= Beginning of Section =

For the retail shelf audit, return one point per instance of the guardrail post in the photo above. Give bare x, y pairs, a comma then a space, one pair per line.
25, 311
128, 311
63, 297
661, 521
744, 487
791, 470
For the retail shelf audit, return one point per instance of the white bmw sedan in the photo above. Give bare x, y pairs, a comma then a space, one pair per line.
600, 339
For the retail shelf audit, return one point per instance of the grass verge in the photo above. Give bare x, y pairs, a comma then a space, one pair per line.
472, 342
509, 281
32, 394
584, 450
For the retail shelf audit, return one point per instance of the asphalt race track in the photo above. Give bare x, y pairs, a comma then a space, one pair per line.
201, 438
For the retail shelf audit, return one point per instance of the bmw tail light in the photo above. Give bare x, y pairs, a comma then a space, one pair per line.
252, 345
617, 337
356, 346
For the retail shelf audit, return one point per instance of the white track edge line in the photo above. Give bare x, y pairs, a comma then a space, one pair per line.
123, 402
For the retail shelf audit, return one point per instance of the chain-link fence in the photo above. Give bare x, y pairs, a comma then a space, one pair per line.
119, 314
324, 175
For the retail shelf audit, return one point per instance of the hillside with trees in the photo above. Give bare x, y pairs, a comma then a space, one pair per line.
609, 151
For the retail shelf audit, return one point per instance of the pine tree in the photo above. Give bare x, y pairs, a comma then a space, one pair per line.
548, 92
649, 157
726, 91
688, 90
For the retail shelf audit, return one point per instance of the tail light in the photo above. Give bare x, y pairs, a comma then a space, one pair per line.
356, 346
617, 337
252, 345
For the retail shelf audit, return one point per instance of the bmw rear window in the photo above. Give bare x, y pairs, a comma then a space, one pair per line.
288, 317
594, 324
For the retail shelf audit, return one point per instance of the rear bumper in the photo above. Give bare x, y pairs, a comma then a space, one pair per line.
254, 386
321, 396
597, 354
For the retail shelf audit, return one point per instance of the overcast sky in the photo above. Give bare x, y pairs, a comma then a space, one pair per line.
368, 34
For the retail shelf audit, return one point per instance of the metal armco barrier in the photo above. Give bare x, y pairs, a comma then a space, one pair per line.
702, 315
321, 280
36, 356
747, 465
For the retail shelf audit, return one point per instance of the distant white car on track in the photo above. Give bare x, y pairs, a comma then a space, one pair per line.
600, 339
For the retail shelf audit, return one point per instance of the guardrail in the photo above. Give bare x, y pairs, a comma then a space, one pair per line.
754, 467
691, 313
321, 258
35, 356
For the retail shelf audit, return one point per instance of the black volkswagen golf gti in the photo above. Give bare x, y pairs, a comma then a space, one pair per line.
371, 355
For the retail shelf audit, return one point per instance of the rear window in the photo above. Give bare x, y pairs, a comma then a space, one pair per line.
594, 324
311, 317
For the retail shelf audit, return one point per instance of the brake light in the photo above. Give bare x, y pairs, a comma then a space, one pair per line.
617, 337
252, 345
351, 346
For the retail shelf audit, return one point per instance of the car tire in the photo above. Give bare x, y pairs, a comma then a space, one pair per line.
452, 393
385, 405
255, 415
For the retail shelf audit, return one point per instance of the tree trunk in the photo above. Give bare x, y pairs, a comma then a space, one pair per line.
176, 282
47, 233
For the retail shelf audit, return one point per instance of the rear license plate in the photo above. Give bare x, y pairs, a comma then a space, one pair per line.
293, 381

= End of Section =

▶ _TASK ITEM_: Repeat the listing in its entirety, keeping each line as it is.

▶ _EXERCISE RESULT_:
For the retail shelf audit, return one point per instance of the guardrail post in the photo above. Give bare x, y pairs, a comma then a space, one pair per line.
25, 311
128, 311
63, 297
661, 521
744, 487
791, 470
For the retail shelf audit, return one point per instance of the white bmw sedan in the photo above. Give bare x, y pairs, a comma then a space, one pair per line.
600, 339
For the retail shelf audit, return one point per instance of the grass verge in the photo above. Give bare x, y pairs, a comma then a space, one pair per line.
472, 342
509, 281
32, 394
584, 450
For the retail shelf audit, return one point per instance of the asphalt race track in the photo above. Give bare x, y pairs, a comma then a space, one pair per line.
201, 438
For the retail shelf audit, return one point per instance of the bmw tail light in the photo above. Give bare x, y pairs, a comma then a space, one pair per line.
252, 345
617, 337
356, 346
For the retail shelf audit, return one point per instance of the white track edge line in the photo above. Give bare x, y pairs, a comma then a space, one pair per line.
123, 402
For the retail shelf audit, return one point per instance of the chain-link fence in the photo above. Give bare x, y pairs, a comma then a space, one pair per line.
119, 314
324, 175
For the retail shelf audit, return one point per instance of the hillside with trees in the photo above. Give bare x, y pairs, a comma then a space, one pair per line.
609, 151
For the retail shelf audit, return one point per instance of the pine tree in the photo above. Give bare x, y pairs, a comma then a space, one pair per line.
548, 92
649, 157
726, 91
688, 90
For the retail shelf audit, return one point per instance of the tail light in the photo above. Give bare x, y pairs, a comma then a space, one pair per line.
356, 346
617, 337
252, 345
For the retail shelf audit, return one point per instance of the bmw rear window in the photo above. Give bare x, y pairs, a comma then a space, one pair per line.
288, 317
594, 324
For the retail shelf audit, return one point per instance of the rear bumper in the photo above. Give bare x, y pairs, a comma then a space, one pair per line.
254, 386
321, 396
597, 354
For the retail shelf audit, return one point per instance of the overcast sky in the photo above. Give bare x, y pairs, a comma then a space, one pair per line.
368, 34
For the retail shelf audit, return one point per instance of the metal armco barrier in the photo above. Give bare x, y pairs, a comma then a space, one pair per line.
702, 315
321, 280
36, 356
747, 465
For the retail shelf audit, return one point per instance of the distant white car on track in the photo above. Give bare x, y pairs, a comma then a space, one pair per line.
600, 339
For the retail shelf audit, return one point per instance of the guardrail in the photo above. Give bare x, y pairs, a comma then a space, one pair per line.
754, 467
691, 313
321, 258
35, 356
For the retail shelf audit, return one point per instance of the black volkswagen golf gti in the photo above. Give bare x, y pairs, a comma then a space, one pair per line.
371, 355
For the retail shelf audit, return one point per instance of the rear window in the photo above. Give bare x, y pairs, a comma then a space, one pair per line.
594, 324
311, 317
For the retail shelf audit, return one point per instance of the brake light in the photo above. Give bare x, y pairs, a comma then a space, one pair per line.
617, 337
252, 345
351, 346
For the retail shelf audit, return one point per instance of the car tire in the photo above. Give bare x, y pairs, a comma then a space, one pair per line.
452, 393
385, 405
255, 415
For the retail shelf audit, return one point per instance of the tree trunk in the photo above. Give bare x, y pairs, a comma then a space, one pair per line.
176, 282
47, 233
For the retail shelf audit, return one point per instance of the rear license plate in the photo above. Give bare x, y pairs, a comma then a space, one pair per line.
293, 381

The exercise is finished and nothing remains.